__Provided text__

● ● ● ● ●

# Oku no Kata



## Makalakumu (Oct 31, 2010)

Does anyone else practice this list?  What do you think about it?  Any tips?

I know the first five techniques on the list and I'm liking it so far.  The techniques are very practical and particularly dangerous if uke doesn't know how to fall.  Some of the techniques farther up on the list remind me of big time wrestling, though.

Thoughts?


----------



## Chris Parker (Nov 2, 2010)

Hi,

Out of interest, the Oku no Kata from where? I know of a number of Koryu systems that use that term for sections of their syllabus', or at least a version of it (Okuden no Kata), which system is this list you refer to from? Danzan Ryu?


----------



## Makalakumu (Nov 2, 2010)

Chris Parker said:


> Hi,
> 
> Out of interest, the Oku no Kata from where? I know of a number of Koryu systems that use that term for sections of their syllabus', or at least a version of it (Okuden no Kata), which system is this list you refer to from? Danzan Ryu?



Danzan Ryu.  And, I am curious as to what other systems practice under the same name, that's why I didn't specify at first.


----------



## Chris Parker (Nov 2, 2010)

The more common form is Okuden (Oku = inner, secret, Den = transmission), and that is incredibly common in a lot of old systems, if not in the structure of the teachings, then at least in the licences earned.

But for some examples, within Ninjutsu-related schools, Koto Ryu has Okuden no Kata, there is Okuden no Kata in Kukishinden Ryu Hanbojutsu, Shinden Fudo Ryu uses the term in the Jutaijutsu/Taijutsu, there is the Oku no Kurai in Asayama Ichiden Ryu, Oku no Waza in Hontai Yoshin Ryu Iai, Oku Iai in Muso Shinden Ryu and Muso Jikiden Eishin Ryu, and so on. So it's a relatively common term, with variations depending on Ryu really. Add to that any system that may use it that others would be unaware of, and without context I wasn't sure what you were asking to begin with. Thanks for the clarification.


----------

● ● ● ● ●

__Records provided__

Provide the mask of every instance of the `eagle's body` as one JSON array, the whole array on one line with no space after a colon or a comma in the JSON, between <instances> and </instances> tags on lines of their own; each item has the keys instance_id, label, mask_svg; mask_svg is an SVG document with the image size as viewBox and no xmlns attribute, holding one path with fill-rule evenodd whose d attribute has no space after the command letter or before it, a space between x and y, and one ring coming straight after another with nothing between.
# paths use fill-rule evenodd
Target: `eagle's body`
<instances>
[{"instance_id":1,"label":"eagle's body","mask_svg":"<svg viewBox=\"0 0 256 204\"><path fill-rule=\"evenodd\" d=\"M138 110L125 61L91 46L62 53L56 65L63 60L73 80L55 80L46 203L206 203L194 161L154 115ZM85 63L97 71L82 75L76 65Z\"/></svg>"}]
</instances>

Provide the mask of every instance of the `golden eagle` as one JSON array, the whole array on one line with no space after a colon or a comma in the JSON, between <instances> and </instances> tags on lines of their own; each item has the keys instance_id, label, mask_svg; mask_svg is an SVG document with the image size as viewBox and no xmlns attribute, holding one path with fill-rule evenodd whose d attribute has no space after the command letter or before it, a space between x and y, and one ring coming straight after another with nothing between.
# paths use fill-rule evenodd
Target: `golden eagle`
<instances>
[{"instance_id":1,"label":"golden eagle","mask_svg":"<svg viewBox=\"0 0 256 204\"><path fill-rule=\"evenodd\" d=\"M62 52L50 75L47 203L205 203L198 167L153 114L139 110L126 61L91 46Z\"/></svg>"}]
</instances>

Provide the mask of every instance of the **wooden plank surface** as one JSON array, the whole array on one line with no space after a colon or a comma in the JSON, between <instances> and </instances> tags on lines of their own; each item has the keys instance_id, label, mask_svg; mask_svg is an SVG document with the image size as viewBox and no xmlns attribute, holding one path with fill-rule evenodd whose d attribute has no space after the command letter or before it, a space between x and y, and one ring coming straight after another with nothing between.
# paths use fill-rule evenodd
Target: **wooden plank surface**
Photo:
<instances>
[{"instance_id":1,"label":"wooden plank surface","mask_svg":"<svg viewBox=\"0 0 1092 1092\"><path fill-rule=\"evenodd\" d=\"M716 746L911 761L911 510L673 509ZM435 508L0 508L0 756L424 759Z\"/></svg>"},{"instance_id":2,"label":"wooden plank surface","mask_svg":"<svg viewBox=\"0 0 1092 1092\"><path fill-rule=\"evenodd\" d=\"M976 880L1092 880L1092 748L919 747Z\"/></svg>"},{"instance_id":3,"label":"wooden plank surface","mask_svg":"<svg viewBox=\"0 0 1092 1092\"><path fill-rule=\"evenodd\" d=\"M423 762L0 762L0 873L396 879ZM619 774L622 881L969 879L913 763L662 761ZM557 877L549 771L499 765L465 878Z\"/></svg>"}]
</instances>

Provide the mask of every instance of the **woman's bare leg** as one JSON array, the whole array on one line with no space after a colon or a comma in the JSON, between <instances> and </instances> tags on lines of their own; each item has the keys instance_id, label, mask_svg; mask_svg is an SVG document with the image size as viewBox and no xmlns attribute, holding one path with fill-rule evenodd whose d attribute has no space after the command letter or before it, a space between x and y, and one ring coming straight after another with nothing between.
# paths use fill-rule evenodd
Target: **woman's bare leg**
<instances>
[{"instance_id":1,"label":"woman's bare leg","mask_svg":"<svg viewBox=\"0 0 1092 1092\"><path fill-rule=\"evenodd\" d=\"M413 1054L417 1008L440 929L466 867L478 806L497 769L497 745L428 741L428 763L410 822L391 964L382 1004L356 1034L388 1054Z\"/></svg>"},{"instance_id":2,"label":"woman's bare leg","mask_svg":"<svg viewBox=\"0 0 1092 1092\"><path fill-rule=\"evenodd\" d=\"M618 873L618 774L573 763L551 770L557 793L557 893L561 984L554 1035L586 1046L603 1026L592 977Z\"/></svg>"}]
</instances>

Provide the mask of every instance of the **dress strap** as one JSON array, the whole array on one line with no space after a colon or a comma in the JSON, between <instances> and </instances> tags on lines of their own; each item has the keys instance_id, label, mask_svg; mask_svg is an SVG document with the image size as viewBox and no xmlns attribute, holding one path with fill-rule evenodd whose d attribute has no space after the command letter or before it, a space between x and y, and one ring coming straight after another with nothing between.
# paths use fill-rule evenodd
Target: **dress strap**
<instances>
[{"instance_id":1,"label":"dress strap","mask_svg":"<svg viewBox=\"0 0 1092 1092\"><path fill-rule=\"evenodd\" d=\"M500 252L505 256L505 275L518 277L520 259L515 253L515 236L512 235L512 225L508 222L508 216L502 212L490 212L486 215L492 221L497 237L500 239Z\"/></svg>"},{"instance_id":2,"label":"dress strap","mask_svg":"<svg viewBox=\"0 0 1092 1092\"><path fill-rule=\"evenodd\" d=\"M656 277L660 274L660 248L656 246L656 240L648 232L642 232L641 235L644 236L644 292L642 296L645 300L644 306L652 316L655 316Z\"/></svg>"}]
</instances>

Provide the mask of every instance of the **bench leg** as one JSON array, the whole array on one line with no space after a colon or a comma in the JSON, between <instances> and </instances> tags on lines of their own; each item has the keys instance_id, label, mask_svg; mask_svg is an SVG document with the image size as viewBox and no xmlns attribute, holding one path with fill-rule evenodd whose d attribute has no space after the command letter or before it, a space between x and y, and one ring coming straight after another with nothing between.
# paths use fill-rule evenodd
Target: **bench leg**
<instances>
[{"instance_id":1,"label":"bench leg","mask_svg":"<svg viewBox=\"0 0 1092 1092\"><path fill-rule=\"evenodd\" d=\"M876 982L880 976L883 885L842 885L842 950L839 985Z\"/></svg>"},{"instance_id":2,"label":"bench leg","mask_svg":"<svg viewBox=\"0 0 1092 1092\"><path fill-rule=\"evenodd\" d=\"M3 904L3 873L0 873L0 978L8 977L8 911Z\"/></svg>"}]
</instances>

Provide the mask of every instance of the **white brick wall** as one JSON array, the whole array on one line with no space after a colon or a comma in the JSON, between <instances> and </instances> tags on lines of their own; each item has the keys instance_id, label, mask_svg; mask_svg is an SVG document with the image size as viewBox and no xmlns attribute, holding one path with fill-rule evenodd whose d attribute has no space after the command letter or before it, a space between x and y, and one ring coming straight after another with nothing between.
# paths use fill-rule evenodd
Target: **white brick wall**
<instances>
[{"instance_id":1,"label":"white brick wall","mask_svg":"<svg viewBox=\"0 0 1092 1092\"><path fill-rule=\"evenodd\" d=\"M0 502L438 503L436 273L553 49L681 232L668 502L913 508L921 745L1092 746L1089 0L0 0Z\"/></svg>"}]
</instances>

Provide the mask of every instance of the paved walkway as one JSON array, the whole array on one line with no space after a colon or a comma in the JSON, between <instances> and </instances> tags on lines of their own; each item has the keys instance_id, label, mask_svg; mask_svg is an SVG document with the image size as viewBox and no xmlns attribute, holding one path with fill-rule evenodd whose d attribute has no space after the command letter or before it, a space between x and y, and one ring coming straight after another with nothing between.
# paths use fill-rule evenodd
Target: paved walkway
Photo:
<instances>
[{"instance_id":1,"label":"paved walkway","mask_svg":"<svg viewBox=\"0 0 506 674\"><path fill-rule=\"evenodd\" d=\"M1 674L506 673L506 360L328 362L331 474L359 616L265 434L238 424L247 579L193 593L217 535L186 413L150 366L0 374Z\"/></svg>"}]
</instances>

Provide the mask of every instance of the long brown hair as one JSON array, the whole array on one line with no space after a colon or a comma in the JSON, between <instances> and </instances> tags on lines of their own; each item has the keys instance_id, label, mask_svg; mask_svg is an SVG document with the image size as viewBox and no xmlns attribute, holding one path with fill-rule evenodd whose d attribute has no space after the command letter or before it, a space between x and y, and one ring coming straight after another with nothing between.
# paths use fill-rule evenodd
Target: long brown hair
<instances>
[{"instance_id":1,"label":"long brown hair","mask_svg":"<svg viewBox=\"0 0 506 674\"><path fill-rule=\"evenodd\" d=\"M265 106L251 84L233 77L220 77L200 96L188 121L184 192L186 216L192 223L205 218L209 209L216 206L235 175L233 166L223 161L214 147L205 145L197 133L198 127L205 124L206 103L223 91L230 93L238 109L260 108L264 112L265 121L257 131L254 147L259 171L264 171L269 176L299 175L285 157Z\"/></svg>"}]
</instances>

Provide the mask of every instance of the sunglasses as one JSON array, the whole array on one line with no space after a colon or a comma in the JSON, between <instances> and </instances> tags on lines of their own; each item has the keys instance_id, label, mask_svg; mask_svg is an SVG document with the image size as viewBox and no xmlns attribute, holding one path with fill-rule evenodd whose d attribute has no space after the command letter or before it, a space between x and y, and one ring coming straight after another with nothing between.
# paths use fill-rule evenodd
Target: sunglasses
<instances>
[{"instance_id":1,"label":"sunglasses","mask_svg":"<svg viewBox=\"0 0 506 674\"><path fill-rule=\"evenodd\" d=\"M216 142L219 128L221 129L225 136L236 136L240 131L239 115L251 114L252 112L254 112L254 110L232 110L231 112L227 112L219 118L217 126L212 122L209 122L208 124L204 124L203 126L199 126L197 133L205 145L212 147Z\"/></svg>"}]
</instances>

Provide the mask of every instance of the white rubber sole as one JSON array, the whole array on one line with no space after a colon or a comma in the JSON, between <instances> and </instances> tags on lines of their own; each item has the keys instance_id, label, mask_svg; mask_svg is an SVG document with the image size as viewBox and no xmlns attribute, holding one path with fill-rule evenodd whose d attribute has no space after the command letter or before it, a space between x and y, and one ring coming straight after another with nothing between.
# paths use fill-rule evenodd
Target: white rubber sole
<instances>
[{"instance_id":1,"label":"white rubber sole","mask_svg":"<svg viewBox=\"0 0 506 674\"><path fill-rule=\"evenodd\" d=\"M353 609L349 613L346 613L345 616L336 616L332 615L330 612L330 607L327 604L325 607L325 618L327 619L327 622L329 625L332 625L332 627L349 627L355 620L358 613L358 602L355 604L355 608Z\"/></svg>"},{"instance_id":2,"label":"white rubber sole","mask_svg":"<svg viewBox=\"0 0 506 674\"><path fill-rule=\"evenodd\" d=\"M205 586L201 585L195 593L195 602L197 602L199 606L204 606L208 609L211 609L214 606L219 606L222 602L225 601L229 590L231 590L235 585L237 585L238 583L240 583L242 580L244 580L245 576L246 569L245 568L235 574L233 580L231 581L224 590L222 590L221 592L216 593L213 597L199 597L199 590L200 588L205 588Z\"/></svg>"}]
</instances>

● ● ● ● ●

__List of tasks__
(A) In the Oku no Kata thread, swap "Danzan Ryu" for "Kodokan Judo" and give the passage from "## Makalakumu (Nov" up to and including "specify at first.".
(B) List every school that the last post in the Oku no Kata thread names as an example of using the term or a variant of it.
Answer from the Oku no Kata thread only, not from the listing.

__Problem solutions__
(A)
## Makalakumu (Nov 2, 2010)

Chris Parker said:


> Hi,
> 
> Out of interest, the Oku no Kata from where? I know of a number of Koryu systems that use that term for sections of their syllabus', or at least a version of it (Okuden no Kata), which system is this list you refer to from? Kodokan Judo?



Kodokan Judo.  And, I am curious as to what other systems practice under the same name, that's why I didn't specify at first.

(B)
Koto Ryu
Kukishinden Ryu
Shinden Fudo Ryu
Asayama Ichiden Ryu
Hontai Yoshin Ryu
Muso Shinden Ryu
Muso Jikiden Eishin Ryu